> Extrahierter Text
::::
Bürgermeisterei (Preußen)

Die Bürgermeisterei war neben dem Amtssitz des Bürgermeisters in Preußen auch eine aus mehreren Gemeinden zusammengesetzte Verwaltungseinheit.

Geltungsbereich

Die Bürgermeisterei war ein in der preußischen Rheinprovinz (1822 aus den 1815 eingerichteten Provinzen Großherzogtum Niederrhein und Jülich-Kleve-Berg entstanden) und in der Provinz Westfalen (ab 1815) aus mehreren Gemeinden zusammengesetzter Kommunalverband bzw. eine Verwaltungseinheit. Derselbe stand unter einem von der Regierung ernannten Bürgermeister, welcher von der Bürgermeisterei honoriert wurde und dem die Bürgermeistereiversammlung als Organ des Verbandes zur Seite stand. Die den Bürgermeistereien zugeordneten Gemeinden wurden durch Gemeindevorsteher vertreten.[1][2]

Hintergründe

Nach dem Frieden von Tilsit (9. Februar 1807) musste Preußen seine Gebiete links der Elbe an Frankreich abtreten. Napoleon I. führte dort das in Frankreich bestehende straff organisierte Präfektentum ein, welches das Land in Départements, Arrondissements und Kantone einteilte. Mit dieser Einteilung wurden auch die Gemeinden neu geordnet. Es wurden Munizipalitätsbezirke gegründet, die aus einer oder mehreren kleinen Ortschaften bestanden. An der Spitze stand jeweils der Maire, dem die gesamte Kommunal- und unmittelbare Staatsverwaltung in der Mairie zustand und der dem Präfekten unterstand.[3] Für jede Mairie wurde ein Munizipalrat gegründet, dessen Mitglieder im Großherzogtum Berg vom Innenminister oder dem Großherzog ernannt wurden. Der Munizipalrat trat nur einmal jährlich zusammen und hatte eine überwiegend beratende Funktion.
::::
> Bereitgestellte Angaben
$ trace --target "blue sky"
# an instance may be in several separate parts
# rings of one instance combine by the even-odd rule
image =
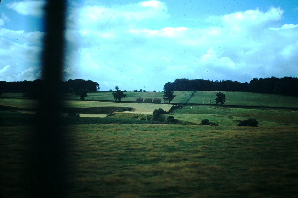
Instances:
[[[0,80],[41,77],[41,0],[2,0]],[[298,77],[298,0],[69,1],[63,80],[162,91],[177,78]]]

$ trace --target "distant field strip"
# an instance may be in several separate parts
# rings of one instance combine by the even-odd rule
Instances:
[[[168,111],[171,104],[164,104],[154,103],[129,103],[121,102],[108,102],[90,101],[67,101],[64,102],[65,107],[131,107],[137,112],[153,112],[154,109],[162,108]]]
[[[190,98],[188,103],[208,104],[211,101],[213,104],[215,104],[215,94],[217,92],[198,91]],[[221,92],[226,95],[225,104],[298,107],[297,97],[251,92]]]

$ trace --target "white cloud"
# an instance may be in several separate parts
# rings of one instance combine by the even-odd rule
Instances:
[[[112,84],[128,90],[144,86],[160,90],[164,83],[177,78],[245,82],[283,76],[281,71],[296,69],[297,54],[292,52],[297,49],[293,45],[296,33],[289,31],[295,26],[279,27],[284,12],[279,8],[214,16],[212,26],[204,28],[154,29],[143,22],[156,21],[156,17],[147,14],[156,10],[166,18],[166,13],[158,9],[164,4],[153,1],[133,5],[133,9],[94,6],[81,10],[81,14],[88,14],[80,15],[78,29],[73,31],[71,42],[80,41],[72,53],[79,57],[73,62],[76,75],[100,84],[105,82],[101,86],[104,90],[112,88]],[[144,10],[147,12],[141,13]],[[291,56],[294,58],[288,58]]]
[[[211,16],[205,20],[210,26],[196,27],[170,23],[159,1],[106,7],[92,2],[70,4],[66,80],[90,79],[102,90],[161,91],[177,78],[245,82],[296,73],[298,25],[281,24],[280,8]],[[0,79],[40,76],[42,33],[0,34]]]
[[[12,9],[19,14],[38,17],[42,16],[43,8],[45,5],[44,1],[33,0],[13,1],[5,4],[8,8]]]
::::
> Zu erledigen
1. Wie lautet die Strecke des Textes über die Bürgermeisterei von „Bürgermeisterei (Preußen)“ bis „Gemeinden zusammengesetzte Verwaltungseinheit.“, wenn man darin „Gemeinden“ in „Kommunen“ umbenennt?
2. Führe den Text über die Bürgermeisterei nach seinem letzten Satz fort.
Die Zeilen stehen in keinem Zusammenhang mit dem Text über die Bürgermeisterei.

> Antworten je Aufgabe
1.
Bürgermeisterei (Preußen)

Die Bürgermeisterei war neben dem Amtssitz des Bürgermeisters in Preußen auch eine aus mehreren Kommunen zusammengesetzte Verwaltungseinheit.

2.
Nach der Niederlage Napoleons (Wiener Kongress im Jahre 1815) behielt man in den beiden preußischen Rheinprovinzen und in der Provinz Westfalen unterhalb der Kreisebene das französische Verwaltungssystem zunächst bei. Aus dem Munizipalitätsbezirk wurde die Bürgermeisterei, aus dem Maire der Bürgermeister und aus dem Munizipalrat der Bürgermeistereirat. Die in den genannten Provinzen bestehenden Bürgermeistereien entsprachen den Ämtern in den übrigen preußischen Provinzen.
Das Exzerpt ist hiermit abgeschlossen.